_Source text_.

March-in rights are just one of a suite of potentially effective executive actions that could be included in HHS’s recommendations, which are due August 23. For example, a separate compulsory licensing regime using Section 1498 of the U.S. Code, sometimes known as “eminent domain for patents,” could be used to distribute patents on high-priced drugs. “It is necessary for us to include compulsory licensing in this plan,” said Steve Knievel. “It would be disappointing to not include the most important authorities they have.”
Civil society groups sent a letter before the inauguration to President-elect Biden with a number of other options, including re-establishing a reasonable pricing requirement in NIH contracts prior to any government-funded drug development, an idea that fell out of favor in the Clinton administration.
The letter also suggested instituting a demonstration project for “most favored nation” status for Medicare drugs, tying prices to an international benchmark. The Trump administration worked on this in 2020 and put out a modest version, but a pending regulation entered earlier this month entitled “Most Favored Nation Model” suggests that the Biden administration is looking to update it. Depending on how many drugs were included, such a project could be quite impactful.
All of these possibilities could affect what Democrats in Congress decide to do about drug prices, a debate that has been faltering amid widespread differences of opinion within the Democratic caucus. The Senate budget deal for its sweeping $3.5 trillion in public investment changed that conversation by including drug price reform as a way to raise revenue offsetting the spending. As much as $600 billion in savings could be derived from using Medicare to negotiate drug prices.
Sen. Ron Wyden (D-OR) is reportedly driving this process in the Senate. You would expect the ultimate outcome to get chipped away at in the sausage-making, with big-money pharmaceutical interests and their congressional allies objecting to the fiercest provisions. But the lingering executive order and a potentially far-reaching recommendation for action could provide a version of gunboat diplomacy. “If there’s a swing and a miss on the legislative side we can go to executive action,” Lawson explained. “It creates an incentive for the Senate to act. When they don’t do something, they don’t want somebody else to do something. Giving the pen to somebody else is not what they’re interested in.”
In this context, negotiating better prices through Medicare could be seen by lawmakers as a softer intervention than letting the executive branch literally seize the patents of drug companies and sell them off to competitors.
The winds on drug prices in the Democratic Party do appear to be shifting. In May, ten House Democrats raised objections to Medicare drug price negotiation, which passed the House last year. Three of the ten who signed that letter, however, have already reversed their position, including co-lead author Rep. Jake Auchincloss, a freshman from Massachusetts. And a letter from 15 swing-state Democrats last week urged passage of drug price reform, framing it as central to their re-election efforts.
“The truth is that there’s only one path to Democrats holding the House, and it’s through delivering lower drug prices to everybody,” Lawson said. “They’ve literally run on it for nine years.”

_Work item 1_.
Translate this sentence from the passage on drug prices into Spanish: "The winds on drug prices in the Democratic Party do appear to be shifting."
_Work item 2_.
Copy word for word everything in the passage on drug prices from "Civil society groups" down to "the Clinton administration.".

_Supplied entries_.

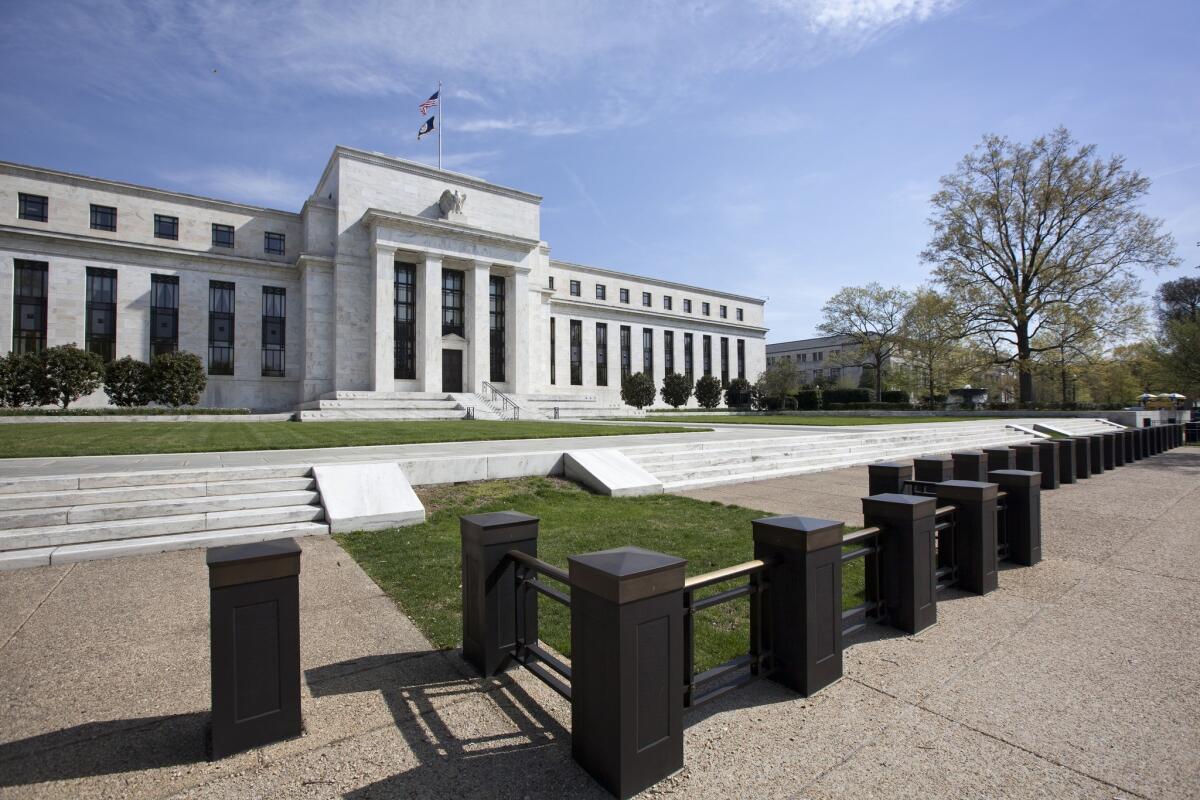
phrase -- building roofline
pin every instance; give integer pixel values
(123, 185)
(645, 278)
==
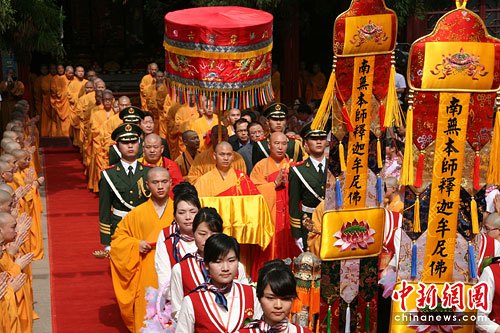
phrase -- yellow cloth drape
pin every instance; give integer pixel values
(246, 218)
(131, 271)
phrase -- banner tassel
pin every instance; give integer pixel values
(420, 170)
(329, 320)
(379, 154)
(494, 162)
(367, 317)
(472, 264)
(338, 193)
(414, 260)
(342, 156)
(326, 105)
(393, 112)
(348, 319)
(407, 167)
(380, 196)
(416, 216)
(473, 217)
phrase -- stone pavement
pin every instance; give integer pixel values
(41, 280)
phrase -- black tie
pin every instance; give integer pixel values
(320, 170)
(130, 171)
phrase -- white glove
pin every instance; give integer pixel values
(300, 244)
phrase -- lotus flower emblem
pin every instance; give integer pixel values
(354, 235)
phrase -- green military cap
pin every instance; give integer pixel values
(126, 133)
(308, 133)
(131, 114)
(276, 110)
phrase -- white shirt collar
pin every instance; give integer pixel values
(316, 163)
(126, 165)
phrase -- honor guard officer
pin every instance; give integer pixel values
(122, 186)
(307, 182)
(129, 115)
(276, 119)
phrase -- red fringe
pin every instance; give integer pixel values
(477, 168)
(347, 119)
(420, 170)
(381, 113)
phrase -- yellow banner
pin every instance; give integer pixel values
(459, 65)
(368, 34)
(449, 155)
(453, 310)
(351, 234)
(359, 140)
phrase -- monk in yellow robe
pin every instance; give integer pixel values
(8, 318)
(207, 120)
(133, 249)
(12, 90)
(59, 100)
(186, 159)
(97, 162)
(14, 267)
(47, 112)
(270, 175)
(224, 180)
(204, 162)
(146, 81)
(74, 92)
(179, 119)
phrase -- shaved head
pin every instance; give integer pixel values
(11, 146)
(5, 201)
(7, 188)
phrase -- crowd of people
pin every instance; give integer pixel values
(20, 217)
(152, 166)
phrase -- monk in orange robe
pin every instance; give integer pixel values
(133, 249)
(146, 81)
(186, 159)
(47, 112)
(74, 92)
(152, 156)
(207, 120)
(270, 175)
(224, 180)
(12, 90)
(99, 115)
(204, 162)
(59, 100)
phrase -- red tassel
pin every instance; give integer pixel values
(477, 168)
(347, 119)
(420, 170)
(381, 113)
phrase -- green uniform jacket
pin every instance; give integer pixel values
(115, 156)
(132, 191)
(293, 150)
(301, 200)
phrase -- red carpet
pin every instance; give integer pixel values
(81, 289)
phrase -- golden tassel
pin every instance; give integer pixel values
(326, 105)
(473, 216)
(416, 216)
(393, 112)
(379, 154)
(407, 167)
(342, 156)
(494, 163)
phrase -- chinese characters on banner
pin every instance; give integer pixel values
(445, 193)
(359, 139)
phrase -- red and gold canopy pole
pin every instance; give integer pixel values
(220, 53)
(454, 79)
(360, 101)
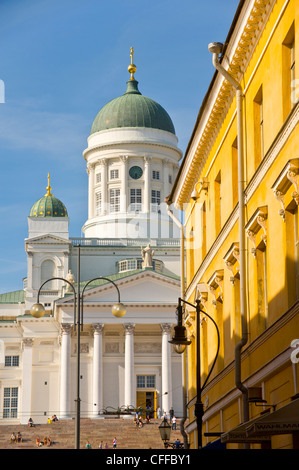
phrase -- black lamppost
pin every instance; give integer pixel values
---
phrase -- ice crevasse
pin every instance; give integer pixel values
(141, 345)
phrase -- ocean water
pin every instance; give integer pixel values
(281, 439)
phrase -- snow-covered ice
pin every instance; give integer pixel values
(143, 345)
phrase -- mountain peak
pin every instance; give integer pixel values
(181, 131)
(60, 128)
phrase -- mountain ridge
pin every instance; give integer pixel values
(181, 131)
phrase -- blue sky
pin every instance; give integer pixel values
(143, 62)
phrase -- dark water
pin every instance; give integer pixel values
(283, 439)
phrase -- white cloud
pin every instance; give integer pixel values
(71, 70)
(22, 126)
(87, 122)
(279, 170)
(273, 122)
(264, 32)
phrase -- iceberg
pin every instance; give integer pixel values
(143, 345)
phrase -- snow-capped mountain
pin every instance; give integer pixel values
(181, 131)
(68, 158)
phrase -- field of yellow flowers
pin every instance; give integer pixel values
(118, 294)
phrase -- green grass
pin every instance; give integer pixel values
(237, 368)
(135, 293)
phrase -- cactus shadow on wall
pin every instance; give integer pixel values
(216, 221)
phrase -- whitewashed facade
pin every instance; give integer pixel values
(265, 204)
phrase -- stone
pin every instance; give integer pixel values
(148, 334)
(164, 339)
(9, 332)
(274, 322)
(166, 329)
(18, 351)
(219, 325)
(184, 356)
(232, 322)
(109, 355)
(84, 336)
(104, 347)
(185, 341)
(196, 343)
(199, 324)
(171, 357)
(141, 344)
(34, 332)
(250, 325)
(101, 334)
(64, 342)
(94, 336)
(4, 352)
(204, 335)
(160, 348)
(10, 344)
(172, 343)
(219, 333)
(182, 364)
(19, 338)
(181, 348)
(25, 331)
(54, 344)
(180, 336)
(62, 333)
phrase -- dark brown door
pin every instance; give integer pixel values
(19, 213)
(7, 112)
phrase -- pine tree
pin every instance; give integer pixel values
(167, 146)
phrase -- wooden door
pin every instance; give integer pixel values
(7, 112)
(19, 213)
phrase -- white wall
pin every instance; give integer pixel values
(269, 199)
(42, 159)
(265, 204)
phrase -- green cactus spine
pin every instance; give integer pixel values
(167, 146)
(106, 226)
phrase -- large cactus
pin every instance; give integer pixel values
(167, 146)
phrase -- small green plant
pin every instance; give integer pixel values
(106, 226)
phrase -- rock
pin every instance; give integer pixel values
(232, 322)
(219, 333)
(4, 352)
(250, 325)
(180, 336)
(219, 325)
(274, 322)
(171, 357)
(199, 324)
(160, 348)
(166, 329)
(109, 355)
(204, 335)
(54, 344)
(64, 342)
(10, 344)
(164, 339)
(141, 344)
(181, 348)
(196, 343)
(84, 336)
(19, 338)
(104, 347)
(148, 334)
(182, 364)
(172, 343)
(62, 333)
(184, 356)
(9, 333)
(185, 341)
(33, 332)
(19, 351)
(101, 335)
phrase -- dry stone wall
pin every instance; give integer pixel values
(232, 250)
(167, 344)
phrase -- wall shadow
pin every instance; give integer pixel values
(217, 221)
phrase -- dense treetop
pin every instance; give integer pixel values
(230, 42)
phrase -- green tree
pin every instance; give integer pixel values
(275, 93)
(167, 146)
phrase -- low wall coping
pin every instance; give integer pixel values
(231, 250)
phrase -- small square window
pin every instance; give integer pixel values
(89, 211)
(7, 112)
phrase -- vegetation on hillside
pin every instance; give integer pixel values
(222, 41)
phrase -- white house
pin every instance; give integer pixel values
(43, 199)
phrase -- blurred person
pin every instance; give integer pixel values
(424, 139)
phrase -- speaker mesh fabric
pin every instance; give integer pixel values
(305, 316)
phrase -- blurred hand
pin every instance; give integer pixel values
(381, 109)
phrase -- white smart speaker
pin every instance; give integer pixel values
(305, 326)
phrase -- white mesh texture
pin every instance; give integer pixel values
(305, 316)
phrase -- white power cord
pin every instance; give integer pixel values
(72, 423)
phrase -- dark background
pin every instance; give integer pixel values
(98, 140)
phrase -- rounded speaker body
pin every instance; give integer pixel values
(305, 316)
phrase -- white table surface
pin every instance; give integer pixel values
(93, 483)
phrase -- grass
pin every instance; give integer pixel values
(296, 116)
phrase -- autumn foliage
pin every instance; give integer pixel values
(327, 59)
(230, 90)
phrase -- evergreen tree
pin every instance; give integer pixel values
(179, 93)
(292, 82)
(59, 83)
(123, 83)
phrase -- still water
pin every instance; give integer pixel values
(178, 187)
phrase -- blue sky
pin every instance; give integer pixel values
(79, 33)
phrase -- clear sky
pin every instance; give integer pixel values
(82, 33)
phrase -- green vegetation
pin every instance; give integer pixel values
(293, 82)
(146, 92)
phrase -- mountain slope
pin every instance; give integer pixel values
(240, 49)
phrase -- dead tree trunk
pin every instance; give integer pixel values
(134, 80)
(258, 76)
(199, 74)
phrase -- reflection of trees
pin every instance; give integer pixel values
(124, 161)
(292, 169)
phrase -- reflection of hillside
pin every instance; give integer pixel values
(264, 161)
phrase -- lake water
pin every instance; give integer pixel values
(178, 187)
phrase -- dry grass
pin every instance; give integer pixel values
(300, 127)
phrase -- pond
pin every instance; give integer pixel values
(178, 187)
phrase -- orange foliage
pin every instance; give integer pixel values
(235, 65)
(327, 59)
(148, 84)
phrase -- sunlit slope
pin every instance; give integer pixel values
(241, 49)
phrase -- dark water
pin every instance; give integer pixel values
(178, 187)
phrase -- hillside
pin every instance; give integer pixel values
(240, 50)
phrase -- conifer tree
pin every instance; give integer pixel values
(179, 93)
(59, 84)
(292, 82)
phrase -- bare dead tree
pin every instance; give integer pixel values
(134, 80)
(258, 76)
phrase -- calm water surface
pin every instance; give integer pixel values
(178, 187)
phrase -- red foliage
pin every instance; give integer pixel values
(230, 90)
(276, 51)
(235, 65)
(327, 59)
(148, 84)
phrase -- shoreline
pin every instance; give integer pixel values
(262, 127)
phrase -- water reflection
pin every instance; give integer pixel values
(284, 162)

_Written reply 1_.
Los vientos en torno a los precios de los medicamentos en el Partido Demócrata sí parecen estar cambiando.

_Written reply 2_.
Civil society groups sent a letter before the inauguration to President-elect Biden with a number of other options, including re-establishing a reasonable pricing requirement in NIH contracts prior to any government-funded drug development, an idea that fell out of favor in the Clinton administration.